→ What is needed
Copy the material below word for word, keeping every line as it stands.

→ Extracted data
━━━━━━━━

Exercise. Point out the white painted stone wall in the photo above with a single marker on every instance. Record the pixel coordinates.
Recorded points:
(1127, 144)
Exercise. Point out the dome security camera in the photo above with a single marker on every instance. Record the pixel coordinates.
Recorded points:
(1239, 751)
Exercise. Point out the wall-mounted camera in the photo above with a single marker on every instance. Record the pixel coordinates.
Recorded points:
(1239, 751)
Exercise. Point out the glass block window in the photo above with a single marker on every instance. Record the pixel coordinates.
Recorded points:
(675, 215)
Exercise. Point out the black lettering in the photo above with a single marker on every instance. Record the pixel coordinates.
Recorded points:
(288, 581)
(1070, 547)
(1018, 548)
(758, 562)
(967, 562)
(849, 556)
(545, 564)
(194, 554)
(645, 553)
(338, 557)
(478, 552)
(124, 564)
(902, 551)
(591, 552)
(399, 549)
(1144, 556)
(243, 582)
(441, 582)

━━━━━━━━

→ Solution for this problem
Exercise. Point out the white painted stone wall in the photo above with a single marker on every instance. Record the pixel coordinates.
Recorded points:
(1127, 144)
Exercise. Point out the dome security camera in the photo above with a single marker on every instance. Record the pixel coordinates.
Recorded points:
(1239, 751)
Exercise. Point out the wall-mounted camera in the photo above with a single marker on every instance. Record the pixel coordinates.
Recorded points:
(1239, 751)
Exercise. Point out the glass block window in the photo above with a single marker on every instance. Record the pixel coordinates.
Recorded points:
(675, 215)
Exercise. Point out the black lettering in the photo above with a single marker on every instance. Record the pixel coordinates.
Recorded points:
(288, 581)
(1070, 547)
(1018, 548)
(758, 562)
(967, 562)
(849, 556)
(545, 564)
(194, 554)
(645, 553)
(338, 557)
(478, 552)
(124, 564)
(902, 551)
(591, 552)
(399, 549)
(1144, 556)
(243, 582)
(441, 582)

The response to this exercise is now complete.